| Requirement |
Put the lines below into a numbered list, leaving out any blank lines.
>> start Supplied material
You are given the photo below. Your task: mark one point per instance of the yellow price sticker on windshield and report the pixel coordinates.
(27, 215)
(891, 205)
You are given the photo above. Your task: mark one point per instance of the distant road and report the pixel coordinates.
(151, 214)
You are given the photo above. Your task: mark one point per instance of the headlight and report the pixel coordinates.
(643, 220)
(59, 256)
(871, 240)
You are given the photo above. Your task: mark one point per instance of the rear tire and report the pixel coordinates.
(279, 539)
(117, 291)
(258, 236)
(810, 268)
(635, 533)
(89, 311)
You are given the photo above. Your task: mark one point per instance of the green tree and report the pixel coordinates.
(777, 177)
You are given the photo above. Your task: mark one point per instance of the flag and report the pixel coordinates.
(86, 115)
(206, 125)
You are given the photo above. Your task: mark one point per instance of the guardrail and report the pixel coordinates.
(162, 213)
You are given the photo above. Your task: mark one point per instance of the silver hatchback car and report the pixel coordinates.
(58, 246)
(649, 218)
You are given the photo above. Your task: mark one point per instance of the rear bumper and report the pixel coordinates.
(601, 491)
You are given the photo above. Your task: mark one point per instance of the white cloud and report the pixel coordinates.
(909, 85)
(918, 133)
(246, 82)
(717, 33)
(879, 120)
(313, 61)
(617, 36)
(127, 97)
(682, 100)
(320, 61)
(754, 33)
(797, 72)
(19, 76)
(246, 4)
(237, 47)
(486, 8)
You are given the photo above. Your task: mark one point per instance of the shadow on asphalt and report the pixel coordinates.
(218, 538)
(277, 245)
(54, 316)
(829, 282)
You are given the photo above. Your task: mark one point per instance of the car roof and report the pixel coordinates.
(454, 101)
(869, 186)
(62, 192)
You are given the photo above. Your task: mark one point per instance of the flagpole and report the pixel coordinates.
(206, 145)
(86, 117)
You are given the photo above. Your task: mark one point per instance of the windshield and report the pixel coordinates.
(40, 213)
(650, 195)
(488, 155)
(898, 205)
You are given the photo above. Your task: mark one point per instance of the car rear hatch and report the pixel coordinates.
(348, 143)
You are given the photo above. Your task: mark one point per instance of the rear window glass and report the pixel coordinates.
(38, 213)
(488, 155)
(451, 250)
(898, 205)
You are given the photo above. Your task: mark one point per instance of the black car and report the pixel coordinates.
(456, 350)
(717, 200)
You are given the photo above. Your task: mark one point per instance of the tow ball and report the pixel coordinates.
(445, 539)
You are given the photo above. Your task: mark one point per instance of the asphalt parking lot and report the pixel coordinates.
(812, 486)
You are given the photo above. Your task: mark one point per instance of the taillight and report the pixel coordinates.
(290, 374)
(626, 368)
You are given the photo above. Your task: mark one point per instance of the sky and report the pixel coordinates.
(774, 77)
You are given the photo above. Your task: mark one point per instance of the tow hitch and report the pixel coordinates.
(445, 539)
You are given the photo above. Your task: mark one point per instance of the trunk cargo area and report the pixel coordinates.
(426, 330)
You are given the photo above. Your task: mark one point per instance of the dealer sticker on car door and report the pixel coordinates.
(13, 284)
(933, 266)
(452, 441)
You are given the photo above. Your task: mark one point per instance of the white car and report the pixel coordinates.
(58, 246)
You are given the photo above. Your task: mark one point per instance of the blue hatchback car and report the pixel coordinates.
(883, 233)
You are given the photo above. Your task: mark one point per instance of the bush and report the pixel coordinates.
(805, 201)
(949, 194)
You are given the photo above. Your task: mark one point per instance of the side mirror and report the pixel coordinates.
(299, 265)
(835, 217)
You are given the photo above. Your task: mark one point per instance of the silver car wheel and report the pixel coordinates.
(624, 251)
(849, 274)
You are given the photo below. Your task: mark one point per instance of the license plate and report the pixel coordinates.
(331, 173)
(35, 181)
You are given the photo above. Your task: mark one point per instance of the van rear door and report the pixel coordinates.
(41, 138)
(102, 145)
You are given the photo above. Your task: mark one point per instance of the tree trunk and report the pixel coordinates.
>> end Supplied material
| The output |
1. You are given the photo below. Your task: mark one point per instance of the yellow price sticker on windshield and report the pixel coordinates.
2. (27, 215)
3. (891, 205)
4. You are given the photo above. Your task: mark one point per instance of the distant road and report the pixel coordinates.
5. (151, 214)
6. You are given the photo above. Your task: mark one point per instance of the headlight and report the pixel coordinates.
7. (643, 220)
8. (59, 256)
9. (871, 240)
10. You are given the photo above. Your task: mark one point per instance of the rear tire and report the pixel coordinates.
11. (279, 539)
12. (117, 291)
13. (258, 236)
14. (810, 268)
15. (635, 533)
16. (89, 311)
17. You are given the photo above. Your task: mark one point per instance of the green tree and report the pixel coordinates.
18. (777, 177)
19. You are given the photo above. Your task: mark one point per instance of the flag and report the pixel coordinates.
20. (86, 115)
21. (206, 125)
22. You are given the photo above. Your task: mark one point per instance of the guardrail and report the pixel coordinates.
23. (162, 213)
24. You are given the photo above. Your task: mark one point per instance of the silver hatchback car and report the pixel coordinates.
25. (58, 246)
26. (649, 218)
27. You are given the photo above. Your task: mark one point per instance of the rear bumper and report the pixel coordinates.
28. (601, 491)
29. You are given the photo above. Your task: mark one point per instance of the white cloud and report the pixel coordinates.
30. (909, 85)
31. (918, 133)
32. (246, 82)
33. (717, 33)
34. (879, 120)
35. (313, 61)
36. (617, 36)
37. (127, 97)
38. (682, 100)
39. (320, 61)
40. (754, 33)
41. (797, 72)
42. (19, 76)
43. (246, 4)
44. (237, 47)
45. (486, 8)
46. You are given the photo above. Your task: mark one point per instance of the shadow on asphalt and report the pixel coordinates.
47. (218, 538)
48. (277, 245)
49. (54, 316)
50. (829, 282)
51. You are given the photo above. Your task: mark one point per instance of the car roof and report the pixel coordinates.
52. (454, 101)
53. (869, 186)
54. (62, 192)
55. You are given the photo above. Your task: mark one point per instance of the flagpole and report the pixel coordinates.
56. (206, 145)
57. (86, 117)
58. You are given the photo above. Your task: mark one point per instance of the windshield and report the pixel coordinates.
59. (40, 213)
60. (650, 195)
61. (488, 155)
62. (898, 205)
63. You are given the photo above. Your task: mark one point per instance of the car rear hatch and report the pixel coordinates.
64. (348, 143)
65. You are given the photo above. Your task: mark one point per instance of the rear window glass and report the pixel coordinates.
66. (38, 213)
67. (488, 155)
68. (451, 250)
69. (898, 205)
70. You are given the photo above. Your task: mark one point per instance of the black car and report the pixel coordinates.
71. (456, 350)
72. (717, 200)
73. You are given the photo above. Your task: mark one point per instance of the tow ball and report the pixel coordinates.
74. (445, 539)
75. You are given the photo above. Your task: mark one point per instance of the asphalt parking lot and report the pixel coordinates.
76. (812, 486)
77. You are given the photo above. Your task: mark one point per instance of the taillight and report the pixel coordinates.
78. (290, 374)
79. (626, 368)
80. You are given the photo above. Your task: mark one point per instance of the sky and report the pixel coordinates.
81. (774, 77)
82. You are given the photo above. Your task: mark one point per instance of the tow hitch and report the pixel coordinates.
83. (445, 539)
84. You are given the photo above. Your task: mark one point per instance of the trunk cargo area and report the pixel coordinates.
85. (426, 330)
86. You are given the photo above. Your task: mark one point per instance of the dealer sticker on car door and report the pixel coordinates.
87. (13, 284)
88. (933, 266)
89. (452, 441)
90. You are given the photo above. Your task: mark one point per instance of the white car and report the pixel coordinates.
91. (58, 246)
92. You are given the photo above. Your task: mark one point per instance of the blue hatchback car and report the pixel coordinates.
93. (883, 233)
94. You are given the photo above. Your task: mark one point per instance of the bush and report the pixel coordinates.
95. (805, 201)
96. (949, 194)
97. You are given the photo above. Your task: mark one point per instance of the side mirror and report the pixel coordinates.
98. (299, 265)
99. (835, 217)
100. You are given the photo above. Your task: mark one point per instance of the silver car wheel and report the pixel coordinates.
101. (624, 251)
102. (849, 274)
103. You are given the photo below. Your task: mark one point per instance of the license plate and report the pixel coordinates.
104. (331, 173)
105. (35, 181)
106. You are given the photo above. Your task: mark one point per instance of the van rear door and report the pixel coordinates.
107. (41, 138)
108. (102, 145)
109. You are given the photo above. Your task: mark one point per instance of the tree trunk and report the pixel coordinates.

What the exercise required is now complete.